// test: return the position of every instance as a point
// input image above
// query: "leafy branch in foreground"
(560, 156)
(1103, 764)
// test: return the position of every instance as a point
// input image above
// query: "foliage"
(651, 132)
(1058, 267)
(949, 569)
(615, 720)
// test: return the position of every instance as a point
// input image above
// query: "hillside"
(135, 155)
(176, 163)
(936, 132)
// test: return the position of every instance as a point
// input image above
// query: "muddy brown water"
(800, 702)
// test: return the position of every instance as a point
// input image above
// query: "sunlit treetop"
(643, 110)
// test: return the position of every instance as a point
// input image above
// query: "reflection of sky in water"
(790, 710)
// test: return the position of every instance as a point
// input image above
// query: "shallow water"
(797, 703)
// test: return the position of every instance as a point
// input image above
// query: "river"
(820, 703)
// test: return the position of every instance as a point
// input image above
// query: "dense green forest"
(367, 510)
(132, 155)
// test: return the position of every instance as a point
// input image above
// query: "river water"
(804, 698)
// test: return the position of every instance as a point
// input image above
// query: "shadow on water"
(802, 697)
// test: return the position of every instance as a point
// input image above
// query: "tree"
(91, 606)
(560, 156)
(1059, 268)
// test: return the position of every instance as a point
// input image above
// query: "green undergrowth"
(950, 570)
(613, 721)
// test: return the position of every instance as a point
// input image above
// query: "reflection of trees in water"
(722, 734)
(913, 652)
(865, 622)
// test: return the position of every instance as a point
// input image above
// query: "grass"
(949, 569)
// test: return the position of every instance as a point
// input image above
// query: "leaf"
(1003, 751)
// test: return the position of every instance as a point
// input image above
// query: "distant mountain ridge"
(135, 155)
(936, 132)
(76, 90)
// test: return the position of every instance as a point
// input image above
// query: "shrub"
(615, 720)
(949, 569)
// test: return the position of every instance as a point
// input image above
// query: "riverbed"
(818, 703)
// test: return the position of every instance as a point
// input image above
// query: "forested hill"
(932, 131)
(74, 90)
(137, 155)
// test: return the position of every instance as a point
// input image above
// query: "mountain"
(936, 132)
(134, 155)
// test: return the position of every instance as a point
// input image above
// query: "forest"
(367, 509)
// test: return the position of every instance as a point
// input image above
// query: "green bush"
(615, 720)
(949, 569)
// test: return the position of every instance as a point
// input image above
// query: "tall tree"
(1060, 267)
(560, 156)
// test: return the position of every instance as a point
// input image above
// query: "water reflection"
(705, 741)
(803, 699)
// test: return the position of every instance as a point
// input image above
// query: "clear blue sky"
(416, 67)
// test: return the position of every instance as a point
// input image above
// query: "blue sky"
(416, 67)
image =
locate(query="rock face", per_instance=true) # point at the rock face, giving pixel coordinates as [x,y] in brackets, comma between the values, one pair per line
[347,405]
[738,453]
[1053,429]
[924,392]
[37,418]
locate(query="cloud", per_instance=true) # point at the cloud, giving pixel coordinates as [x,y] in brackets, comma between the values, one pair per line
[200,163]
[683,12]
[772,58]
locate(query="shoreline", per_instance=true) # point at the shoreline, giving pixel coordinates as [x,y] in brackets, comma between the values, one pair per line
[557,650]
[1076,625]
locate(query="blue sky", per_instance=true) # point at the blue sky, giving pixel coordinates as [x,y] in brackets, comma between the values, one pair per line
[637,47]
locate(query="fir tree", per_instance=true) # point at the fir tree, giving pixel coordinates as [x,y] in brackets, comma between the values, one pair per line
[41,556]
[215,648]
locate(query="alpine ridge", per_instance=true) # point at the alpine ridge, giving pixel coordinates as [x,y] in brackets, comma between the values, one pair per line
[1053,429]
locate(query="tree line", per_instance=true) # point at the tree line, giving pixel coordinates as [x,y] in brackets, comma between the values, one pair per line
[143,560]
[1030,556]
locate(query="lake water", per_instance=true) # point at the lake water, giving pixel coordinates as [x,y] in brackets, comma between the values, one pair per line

§ §

• [Assigned task]:
Repeat the data above, word for word.

• [Solution]:
// test: return the position of every instance as a point
// input image above
// query: "leafy branch in foreground"
(560, 156)
(1103, 764)
// test: return the position of every instance as a point
// input image above
// query: "foliage"
(651, 132)
(1058, 267)
(949, 569)
(615, 720)
// test: return the position of every instance as a point
// input image above
// query: "hillside"
(135, 155)
(176, 163)
(936, 132)
// test: return the position of every instance as a point
// input image above
// query: "muddy brown water"
(800, 702)
// test: return the position of every instance as a point
// input image above
// query: "sunlit treetop"
(643, 110)
// test: return the position of every instance as a point
// input image above
// query: "reflection of sky in water"
(790, 710)
// test: return the position of every instance as a point
// input image above
// query: "shallow water"
(797, 703)
// test: return the position of every instance as a point
// input image above
// query: "river"
(820, 703)
// test: return the position of every instance as a point
// input image above
// query: "dense green forest"
(367, 510)
(132, 155)
// test: return the position of every instance as a point
// input image above
// query: "river water"
(804, 698)
// test: return the position of every instance as a point
// input image above
// query: "shadow on water"
(802, 697)
// test: return the position of every instance as a point
// input image above
// query: "tree"
(91, 606)
(560, 156)
(1059, 268)
// test: return the position of every instance as a point
// input image above
// query: "green undergrowth"
(950, 570)
(613, 721)
// test: return the position of every instance as a point
// input image above
// query: "reflection of trees in water"
(722, 734)
(913, 652)
(865, 622)
// test: return the position of every instance as a point
// input image above
// query: "grass"
(949, 569)
// test: return the position of every instance as a point
// input image above
// query: "leaf"
(1003, 751)
// test: return the position of every instance as a point
// input image above
// query: "distant mountain ridge"
(135, 155)
(936, 132)
(76, 90)
// test: return the position of every instance as a point
// input image above
// query: "shrub"
(615, 720)
(949, 569)
// test: return the position of every instance as a point
// input image above
// query: "riverbed"
(818, 703)
// test: return the position of every instance as a point
// input image above
// query: "forested hill"
(932, 131)
(74, 90)
(137, 155)
// test: return the position of every instance as a point
// input image above
// query: "mountain"
(936, 132)
(134, 155)
// test: return the position of every instance as a point
// input image above
// query: "forest"
(367, 509)
// test: return the position of every instance as a point
// input image above
// query: "green bush"
(615, 720)
(949, 569)
// test: return the position of every instance as a point
// input image above
// query: "tall tree"
(1060, 267)
(560, 156)
// test: return the position of every instance as a point
// input image above
// query: "water reflection"
(705, 741)
(803, 699)
// test: return the position of every instance as a point
// input image above
// query: "clear blue sky"
(416, 67)
// test: return the position of every instance as a point
// input image above
// query: "blue sky"
(416, 67)
image =
locate(query="rock face", per_instance=true) # point at the rock face, giving pixel coordinates as [x,y] in brackets, comma between the values, one pair per line
[347,405]
[738,453]
[1053,429]
[924,392]
[37,418]
locate(query="cloud", per_instance=true) # point at the cloud, giving pixel coordinates as [x,y] in brackets, comma between the values, one pair per line
[200,163]
[683,12]
[772,58]
locate(query="shoreline", per_instance=true) # point at the shoreline, giving pixel coordinates as [x,y] in brackets, comma between the values, one pair per line
[557,650]
[1076,625]
locate(query="blue sky", per_instance=true) # point at the blue sky, giving pixel coordinates as [x,y] in brackets, comma between the values, one pair per line
[637,47]
locate(query="fir tree", per_instance=true) # point at the fir tree, giving pixel coordinates as [x,y] in brackets, comma between the values, one pair per line
[41,556]
[215,648]
locate(query="alpine ridge", per_instance=true) # point at the alpine ridge, giving pixel coordinates as [x,y] in brackets, comma between the values, one pair per line
[1053,429]
locate(query="tree line", per_instance=true) # point at the tree line, giving pixel coordinates as [x,y] in brackets, comma between the values, one pair per line
[143,560]
[1030,556]
locate(query="lake water", per_instance=true) # point at the lake water, giving pixel coordinates as [x,y] in brackets, comma between the values, one pair per line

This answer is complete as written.